(Goal of the exercise):
Please write out all of the records below exactly as they appear.

Segment Open

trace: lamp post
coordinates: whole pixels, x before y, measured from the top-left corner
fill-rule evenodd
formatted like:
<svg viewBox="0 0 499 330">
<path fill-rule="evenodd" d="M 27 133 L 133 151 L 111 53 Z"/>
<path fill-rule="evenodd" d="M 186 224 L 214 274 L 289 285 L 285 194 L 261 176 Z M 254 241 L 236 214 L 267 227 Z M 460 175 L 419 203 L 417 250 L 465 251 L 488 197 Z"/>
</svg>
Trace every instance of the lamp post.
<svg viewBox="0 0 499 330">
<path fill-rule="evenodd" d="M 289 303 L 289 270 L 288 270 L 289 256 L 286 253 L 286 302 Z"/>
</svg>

Segment Closed

(Solution):
trace: lamp post
coordinates: whole pixels, x before y, measured from the top-left corner
fill-rule evenodd
formatted like:
<svg viewBox="0 0 499 330">
<path fill-rule="evenodd" d="M 27 133 L 133 151 L 111 53 Z"/>
<path fill-rule="evenodd" d="M 186 224 L 214 274 L 289 285 L 285 194 L 261 176 Z M 254 241 L 236 214 L 267 227 Z M 460 175 L 419 203 L 417 250 L 465 251 L 488 197 Z"/>
</svg>
Trace every instance of the lamp post.
<svg viewBox="0 0 499 330">
<path fill-rule="evenodd" d="M 289 303 L 289 270 L 288 270 L 289 256 L 286 253 L 286 302 Z"/>
</svg>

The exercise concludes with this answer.